▸ **Problem description**
Rewrite every line of the material below, requests included, multiplying each bounding-box coordinate in the answers by 2.3 and rounding to whole numbers with halves going up; leave the numbers in the requests and their format samples unchanged. Omit the pictures from your output.

▸ **Information provided**
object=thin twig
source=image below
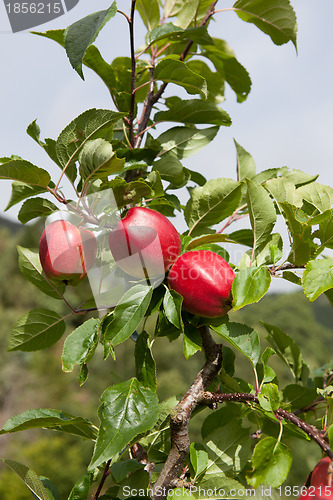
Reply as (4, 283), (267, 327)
(93, 460), (111, 500)
(201, 392), (333, 459)
(128, 0), (136, 148)
(135, 0), (218, 148)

▸ **Answer for the task**
object=thin twig
source=image below
Reply as (4, 283), (267, 327)
(214, 1058), (255, 1150)
(462, 902), (766, 1056)
(294, 0), (313, 340)
(311, 0), (501, 340)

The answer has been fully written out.